_EXCERPTED PASSAGE_:
►
NFC payments lead the way

The research anticipates that mobile NFC payments will experience the strongest growth in the digital commerce market, with 176% growth in transaction value forecast between 2022 and 2027 globally.

It predicts an increasing consumer desire for frictionless payment methods will drive NFC transactions by eliminating the need for consumers to carry a payment card in addition to their mobile device.

The report urges NFC payment vendors to implement solutions that eliminate any unnecessary steps in the payment process. The report recommends supporting devices that enable biometric identification for payment authentication to reduce the risk of payment fraud in the payment process.

Online shopping to drive digital commerce growth

Additionally, the research predicts online shopping will drive digital commerce growth, with the value of e-commerce transactions expected to grow by 82% globally between 2022 and 2027. Remote purchases of physical goods will experience the strongest growth: 106% in the value of transactions globally during the 5-year period.
◄
_INFORMATION SUPPLIED_:
►
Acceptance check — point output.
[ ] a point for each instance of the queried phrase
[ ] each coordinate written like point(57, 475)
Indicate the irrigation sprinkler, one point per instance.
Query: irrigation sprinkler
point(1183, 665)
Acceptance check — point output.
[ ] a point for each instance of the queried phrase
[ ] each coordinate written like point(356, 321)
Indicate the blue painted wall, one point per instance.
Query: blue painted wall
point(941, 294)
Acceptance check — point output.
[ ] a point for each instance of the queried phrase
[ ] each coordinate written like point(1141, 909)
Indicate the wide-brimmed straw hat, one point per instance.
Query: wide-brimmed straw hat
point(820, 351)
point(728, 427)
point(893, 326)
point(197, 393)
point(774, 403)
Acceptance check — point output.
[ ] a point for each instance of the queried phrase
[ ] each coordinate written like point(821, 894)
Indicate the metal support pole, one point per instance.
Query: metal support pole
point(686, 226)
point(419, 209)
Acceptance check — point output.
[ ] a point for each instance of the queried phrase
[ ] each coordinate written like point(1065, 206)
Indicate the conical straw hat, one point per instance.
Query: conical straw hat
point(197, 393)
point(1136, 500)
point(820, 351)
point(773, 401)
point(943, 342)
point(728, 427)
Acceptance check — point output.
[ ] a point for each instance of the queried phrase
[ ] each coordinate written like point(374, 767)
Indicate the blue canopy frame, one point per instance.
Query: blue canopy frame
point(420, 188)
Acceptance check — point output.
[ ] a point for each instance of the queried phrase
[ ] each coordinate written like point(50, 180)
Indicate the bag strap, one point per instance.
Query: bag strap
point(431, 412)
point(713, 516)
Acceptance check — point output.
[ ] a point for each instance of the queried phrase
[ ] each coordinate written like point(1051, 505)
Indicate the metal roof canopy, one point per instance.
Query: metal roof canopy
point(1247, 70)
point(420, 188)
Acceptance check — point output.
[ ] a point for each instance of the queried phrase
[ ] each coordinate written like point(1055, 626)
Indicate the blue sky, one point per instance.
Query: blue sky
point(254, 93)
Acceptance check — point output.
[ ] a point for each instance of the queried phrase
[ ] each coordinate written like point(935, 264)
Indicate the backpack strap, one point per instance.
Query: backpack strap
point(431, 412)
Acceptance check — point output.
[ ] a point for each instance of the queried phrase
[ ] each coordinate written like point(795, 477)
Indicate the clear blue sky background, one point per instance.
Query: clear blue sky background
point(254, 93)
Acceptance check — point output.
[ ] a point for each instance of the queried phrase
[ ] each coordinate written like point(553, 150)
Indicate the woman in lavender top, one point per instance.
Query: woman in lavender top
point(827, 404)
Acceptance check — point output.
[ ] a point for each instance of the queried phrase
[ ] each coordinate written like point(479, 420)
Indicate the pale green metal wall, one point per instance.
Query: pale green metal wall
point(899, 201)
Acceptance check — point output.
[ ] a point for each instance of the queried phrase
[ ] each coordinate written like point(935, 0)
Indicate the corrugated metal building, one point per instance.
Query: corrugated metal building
◄
_TASKS TO PERFORM_:
[a] Do these statements agree with the digital commerce passage? Answer yes or no for each, quoting the deciding words of the passage.
(i) The research forecasts 176% growth in mobile NFC transaction value globally between 2022 and 2027.
(ii) The value of e-commerce transactions is expected to grow by 106% globally between 2022 and 2027.
(iii) Remote purchases of physical goods are expected to see the strongest growth.
[b] Please write what comes next in the digital commerce passage, starting after its last sentence.
The material has no connection to the digital commerce passage.

_ANSWERS TO EACH TASK_:
[a]
(i) Yes: "with 176% growth in transaction value forecast between 2022 and 2027 globally."
(ii) No: "the value of e-commerce transactions expected to grow by 82% globally between 2022 and 2027."
(iii) Yes: "Remote purchases of physical goods will experience the strongest growth."

[b]
Improvements in supply chain and order fulfilment operations and faster delivery times for physical goods are anticipated to drive this growth.

Moreover, during the height of the COVID-19 pandemic, consumers’ shopping transactions were forcibly migrated to e-commerce channels. Vendors operating in the e-commerce market must integrate alternative payment methods, such as BNPL (Buy Now, Pay Later), into their solutions to sustain this rapid growth and compete with bricks-and-mortar stores.